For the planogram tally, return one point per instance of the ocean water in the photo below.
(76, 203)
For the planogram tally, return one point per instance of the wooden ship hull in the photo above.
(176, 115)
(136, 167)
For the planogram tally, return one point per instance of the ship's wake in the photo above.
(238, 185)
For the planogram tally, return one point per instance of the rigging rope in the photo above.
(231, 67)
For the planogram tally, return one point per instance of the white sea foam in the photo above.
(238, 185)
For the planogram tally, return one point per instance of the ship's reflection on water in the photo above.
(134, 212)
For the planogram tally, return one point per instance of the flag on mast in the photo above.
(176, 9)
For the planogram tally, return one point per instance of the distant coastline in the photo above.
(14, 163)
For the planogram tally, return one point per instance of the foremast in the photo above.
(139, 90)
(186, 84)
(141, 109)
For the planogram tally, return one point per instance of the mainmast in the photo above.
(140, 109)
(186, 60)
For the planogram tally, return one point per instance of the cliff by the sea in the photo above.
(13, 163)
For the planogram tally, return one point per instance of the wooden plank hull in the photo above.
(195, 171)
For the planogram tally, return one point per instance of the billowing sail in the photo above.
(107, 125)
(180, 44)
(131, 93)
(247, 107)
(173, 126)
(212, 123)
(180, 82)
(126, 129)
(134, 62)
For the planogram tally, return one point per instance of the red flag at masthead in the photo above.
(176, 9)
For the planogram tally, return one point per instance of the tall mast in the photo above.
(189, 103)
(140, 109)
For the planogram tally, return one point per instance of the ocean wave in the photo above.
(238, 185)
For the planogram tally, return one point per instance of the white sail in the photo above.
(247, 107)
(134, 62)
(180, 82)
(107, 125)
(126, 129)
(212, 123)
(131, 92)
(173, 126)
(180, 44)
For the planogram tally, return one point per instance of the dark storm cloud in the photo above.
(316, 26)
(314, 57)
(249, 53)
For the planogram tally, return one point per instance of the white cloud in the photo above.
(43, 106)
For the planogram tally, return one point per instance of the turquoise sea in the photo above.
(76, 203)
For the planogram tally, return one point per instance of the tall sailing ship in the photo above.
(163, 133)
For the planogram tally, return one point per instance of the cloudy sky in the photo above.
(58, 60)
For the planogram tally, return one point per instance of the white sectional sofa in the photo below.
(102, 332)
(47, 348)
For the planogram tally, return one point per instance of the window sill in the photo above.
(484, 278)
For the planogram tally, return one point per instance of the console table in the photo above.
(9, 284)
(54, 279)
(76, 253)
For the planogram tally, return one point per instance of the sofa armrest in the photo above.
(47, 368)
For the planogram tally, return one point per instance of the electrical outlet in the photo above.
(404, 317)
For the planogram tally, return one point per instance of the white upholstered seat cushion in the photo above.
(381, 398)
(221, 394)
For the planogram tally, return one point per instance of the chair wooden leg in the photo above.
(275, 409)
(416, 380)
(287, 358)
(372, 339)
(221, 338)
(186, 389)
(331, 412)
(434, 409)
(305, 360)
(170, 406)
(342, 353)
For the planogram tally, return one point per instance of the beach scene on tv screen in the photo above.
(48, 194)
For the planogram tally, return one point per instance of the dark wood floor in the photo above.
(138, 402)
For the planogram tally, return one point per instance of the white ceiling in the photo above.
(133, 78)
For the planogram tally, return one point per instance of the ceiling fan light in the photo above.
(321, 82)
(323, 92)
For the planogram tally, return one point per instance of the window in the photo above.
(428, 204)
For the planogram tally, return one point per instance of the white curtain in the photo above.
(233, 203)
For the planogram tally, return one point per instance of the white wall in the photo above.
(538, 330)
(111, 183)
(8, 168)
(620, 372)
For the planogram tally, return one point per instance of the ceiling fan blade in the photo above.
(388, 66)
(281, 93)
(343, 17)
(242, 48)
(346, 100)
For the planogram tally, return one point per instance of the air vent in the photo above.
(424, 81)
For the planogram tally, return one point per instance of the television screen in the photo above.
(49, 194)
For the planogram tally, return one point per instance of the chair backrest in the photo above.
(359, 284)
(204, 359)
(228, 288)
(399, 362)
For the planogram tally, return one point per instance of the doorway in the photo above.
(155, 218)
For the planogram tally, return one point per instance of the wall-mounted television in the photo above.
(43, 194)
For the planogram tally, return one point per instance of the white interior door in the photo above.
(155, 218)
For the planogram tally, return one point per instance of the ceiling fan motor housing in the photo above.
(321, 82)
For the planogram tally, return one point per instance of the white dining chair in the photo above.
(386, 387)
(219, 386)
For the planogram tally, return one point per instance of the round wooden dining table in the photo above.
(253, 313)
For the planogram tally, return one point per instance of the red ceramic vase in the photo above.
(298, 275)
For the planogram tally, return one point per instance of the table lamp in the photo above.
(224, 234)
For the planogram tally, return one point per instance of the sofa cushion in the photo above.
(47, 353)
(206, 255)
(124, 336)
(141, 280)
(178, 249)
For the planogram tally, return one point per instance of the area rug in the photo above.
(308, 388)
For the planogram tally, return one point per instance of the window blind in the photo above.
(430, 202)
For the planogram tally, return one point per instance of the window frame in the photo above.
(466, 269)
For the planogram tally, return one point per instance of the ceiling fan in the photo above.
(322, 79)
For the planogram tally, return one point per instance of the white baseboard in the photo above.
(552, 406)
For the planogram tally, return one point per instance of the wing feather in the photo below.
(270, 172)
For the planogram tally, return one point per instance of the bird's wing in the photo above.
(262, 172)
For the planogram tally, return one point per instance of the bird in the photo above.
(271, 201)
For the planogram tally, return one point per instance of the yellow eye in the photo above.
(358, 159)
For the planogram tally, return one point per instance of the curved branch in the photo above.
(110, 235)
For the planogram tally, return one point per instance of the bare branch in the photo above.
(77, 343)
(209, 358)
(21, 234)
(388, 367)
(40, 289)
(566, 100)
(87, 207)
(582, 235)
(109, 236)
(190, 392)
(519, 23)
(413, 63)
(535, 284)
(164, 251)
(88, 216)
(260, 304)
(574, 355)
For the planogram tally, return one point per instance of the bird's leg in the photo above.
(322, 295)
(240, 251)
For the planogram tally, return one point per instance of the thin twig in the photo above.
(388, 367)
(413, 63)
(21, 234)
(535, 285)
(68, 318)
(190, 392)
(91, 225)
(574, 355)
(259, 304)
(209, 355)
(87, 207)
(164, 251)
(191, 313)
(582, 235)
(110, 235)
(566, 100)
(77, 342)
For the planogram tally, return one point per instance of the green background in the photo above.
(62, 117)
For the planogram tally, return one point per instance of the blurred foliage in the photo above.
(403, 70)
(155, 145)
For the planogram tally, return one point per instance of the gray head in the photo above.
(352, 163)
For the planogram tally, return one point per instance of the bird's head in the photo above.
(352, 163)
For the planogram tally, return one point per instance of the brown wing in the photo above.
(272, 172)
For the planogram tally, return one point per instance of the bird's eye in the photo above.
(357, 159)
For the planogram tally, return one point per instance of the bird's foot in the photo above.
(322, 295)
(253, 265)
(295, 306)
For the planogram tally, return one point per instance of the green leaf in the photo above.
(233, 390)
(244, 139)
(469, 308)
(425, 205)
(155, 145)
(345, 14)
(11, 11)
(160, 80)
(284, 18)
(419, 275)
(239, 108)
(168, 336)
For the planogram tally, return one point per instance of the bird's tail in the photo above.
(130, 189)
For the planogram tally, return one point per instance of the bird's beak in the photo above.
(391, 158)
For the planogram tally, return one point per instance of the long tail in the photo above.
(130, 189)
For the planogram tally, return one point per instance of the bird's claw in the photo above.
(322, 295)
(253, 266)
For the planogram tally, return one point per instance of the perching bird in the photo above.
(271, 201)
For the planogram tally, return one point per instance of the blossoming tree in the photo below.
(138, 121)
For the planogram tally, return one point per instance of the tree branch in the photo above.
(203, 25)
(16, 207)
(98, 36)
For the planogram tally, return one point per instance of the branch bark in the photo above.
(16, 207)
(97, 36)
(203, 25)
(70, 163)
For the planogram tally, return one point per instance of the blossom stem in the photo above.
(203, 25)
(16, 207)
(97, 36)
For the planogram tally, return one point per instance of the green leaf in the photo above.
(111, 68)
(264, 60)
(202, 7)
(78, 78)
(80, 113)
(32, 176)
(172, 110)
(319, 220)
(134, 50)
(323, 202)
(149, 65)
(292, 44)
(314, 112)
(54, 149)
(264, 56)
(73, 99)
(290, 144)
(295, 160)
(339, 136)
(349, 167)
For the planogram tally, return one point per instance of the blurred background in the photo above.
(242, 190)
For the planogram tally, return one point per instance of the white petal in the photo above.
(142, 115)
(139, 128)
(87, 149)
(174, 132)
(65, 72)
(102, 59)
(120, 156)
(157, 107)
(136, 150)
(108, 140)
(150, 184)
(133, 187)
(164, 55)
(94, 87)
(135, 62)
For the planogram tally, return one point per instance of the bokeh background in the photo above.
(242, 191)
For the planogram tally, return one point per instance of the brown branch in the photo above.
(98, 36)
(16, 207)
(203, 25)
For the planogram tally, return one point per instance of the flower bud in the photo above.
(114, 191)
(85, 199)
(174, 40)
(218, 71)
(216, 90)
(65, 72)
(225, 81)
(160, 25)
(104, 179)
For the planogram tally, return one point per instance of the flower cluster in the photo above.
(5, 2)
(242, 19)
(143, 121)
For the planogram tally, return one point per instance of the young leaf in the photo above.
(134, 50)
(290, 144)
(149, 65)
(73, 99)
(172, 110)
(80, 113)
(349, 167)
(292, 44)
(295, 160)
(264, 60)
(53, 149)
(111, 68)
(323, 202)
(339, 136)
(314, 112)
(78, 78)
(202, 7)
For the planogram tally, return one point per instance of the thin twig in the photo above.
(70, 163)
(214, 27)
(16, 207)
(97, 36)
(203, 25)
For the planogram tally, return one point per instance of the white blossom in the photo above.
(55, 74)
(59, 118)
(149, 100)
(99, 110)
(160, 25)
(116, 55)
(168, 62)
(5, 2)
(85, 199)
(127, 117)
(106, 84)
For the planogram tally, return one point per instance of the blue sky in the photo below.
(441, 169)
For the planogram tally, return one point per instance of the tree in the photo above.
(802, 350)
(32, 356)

§ What to produce:
Starting at the line that contains "sky in the photo below.", retype each line through the end of the listing above and nothing else.

§ Result of this task:
For the planogram tally, return one point per instance of the blue sky in the photo below.
(441, 169)
For the planogram tally, return one point per instance of the tree in the photo above.
(802, 350)
(32, 356)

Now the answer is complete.